* _The task_: The lines to find are those in the entries that hold the word "lamp"; copy every one of them.

---

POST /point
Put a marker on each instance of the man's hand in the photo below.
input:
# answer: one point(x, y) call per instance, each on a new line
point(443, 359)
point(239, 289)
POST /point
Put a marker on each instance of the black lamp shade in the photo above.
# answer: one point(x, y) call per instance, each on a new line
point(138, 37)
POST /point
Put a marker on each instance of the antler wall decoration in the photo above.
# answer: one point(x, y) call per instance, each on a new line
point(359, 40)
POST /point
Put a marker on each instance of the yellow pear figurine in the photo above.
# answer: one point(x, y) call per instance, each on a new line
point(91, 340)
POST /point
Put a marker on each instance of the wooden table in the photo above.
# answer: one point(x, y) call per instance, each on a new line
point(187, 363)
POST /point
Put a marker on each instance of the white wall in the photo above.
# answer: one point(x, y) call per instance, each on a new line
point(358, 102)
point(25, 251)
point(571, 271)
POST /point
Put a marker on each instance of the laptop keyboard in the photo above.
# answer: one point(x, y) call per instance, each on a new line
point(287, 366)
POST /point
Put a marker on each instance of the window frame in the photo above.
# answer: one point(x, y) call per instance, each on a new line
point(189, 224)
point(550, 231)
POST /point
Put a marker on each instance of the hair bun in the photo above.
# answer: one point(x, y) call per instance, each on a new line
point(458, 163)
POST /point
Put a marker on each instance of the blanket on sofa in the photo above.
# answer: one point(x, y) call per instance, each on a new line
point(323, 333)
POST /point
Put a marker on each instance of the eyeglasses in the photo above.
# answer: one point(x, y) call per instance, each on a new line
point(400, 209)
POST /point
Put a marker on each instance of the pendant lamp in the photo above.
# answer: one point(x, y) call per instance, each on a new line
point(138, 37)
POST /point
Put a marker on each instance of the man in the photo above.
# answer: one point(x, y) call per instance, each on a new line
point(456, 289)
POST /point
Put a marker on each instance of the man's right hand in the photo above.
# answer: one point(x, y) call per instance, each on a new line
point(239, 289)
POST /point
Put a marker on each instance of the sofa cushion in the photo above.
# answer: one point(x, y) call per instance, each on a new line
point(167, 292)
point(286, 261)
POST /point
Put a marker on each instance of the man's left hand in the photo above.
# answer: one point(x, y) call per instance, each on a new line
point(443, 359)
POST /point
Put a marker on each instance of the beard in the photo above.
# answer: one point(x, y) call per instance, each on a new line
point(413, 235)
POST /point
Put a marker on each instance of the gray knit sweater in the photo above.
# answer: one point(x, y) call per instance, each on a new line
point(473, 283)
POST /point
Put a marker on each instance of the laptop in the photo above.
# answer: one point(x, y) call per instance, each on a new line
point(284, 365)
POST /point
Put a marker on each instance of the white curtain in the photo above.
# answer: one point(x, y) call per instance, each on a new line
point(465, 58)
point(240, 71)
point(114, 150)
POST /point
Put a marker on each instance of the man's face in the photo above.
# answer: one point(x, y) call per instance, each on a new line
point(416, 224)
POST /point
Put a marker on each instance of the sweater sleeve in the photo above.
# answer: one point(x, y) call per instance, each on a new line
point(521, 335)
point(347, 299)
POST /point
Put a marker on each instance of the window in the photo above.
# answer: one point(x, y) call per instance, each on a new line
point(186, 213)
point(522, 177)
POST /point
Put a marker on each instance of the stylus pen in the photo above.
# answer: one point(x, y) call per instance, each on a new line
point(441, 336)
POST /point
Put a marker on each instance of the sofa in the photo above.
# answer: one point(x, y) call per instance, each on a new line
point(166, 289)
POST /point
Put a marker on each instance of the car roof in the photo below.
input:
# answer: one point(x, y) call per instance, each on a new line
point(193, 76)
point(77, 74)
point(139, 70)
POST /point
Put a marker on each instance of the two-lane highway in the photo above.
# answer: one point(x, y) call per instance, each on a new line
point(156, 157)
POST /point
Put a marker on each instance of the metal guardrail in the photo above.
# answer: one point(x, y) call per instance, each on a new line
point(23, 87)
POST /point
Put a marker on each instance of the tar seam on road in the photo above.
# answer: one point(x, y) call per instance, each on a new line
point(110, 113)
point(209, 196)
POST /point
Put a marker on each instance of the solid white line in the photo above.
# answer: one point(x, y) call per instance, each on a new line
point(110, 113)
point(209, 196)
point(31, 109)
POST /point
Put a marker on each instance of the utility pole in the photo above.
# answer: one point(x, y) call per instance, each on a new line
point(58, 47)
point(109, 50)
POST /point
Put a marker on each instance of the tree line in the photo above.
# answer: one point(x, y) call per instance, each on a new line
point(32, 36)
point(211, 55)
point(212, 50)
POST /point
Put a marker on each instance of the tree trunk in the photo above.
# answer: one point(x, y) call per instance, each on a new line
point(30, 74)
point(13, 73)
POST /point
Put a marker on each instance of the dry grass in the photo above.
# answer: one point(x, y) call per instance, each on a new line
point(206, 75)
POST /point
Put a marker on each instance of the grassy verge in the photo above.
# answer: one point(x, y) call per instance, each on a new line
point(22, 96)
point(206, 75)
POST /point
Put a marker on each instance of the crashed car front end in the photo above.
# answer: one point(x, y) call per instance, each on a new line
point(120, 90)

---

* _Output for this exercise_:
Put a marker on each instance of the black lamp shade in the photo above.
Put a marker on each instance of the pendant lamp in the photo above.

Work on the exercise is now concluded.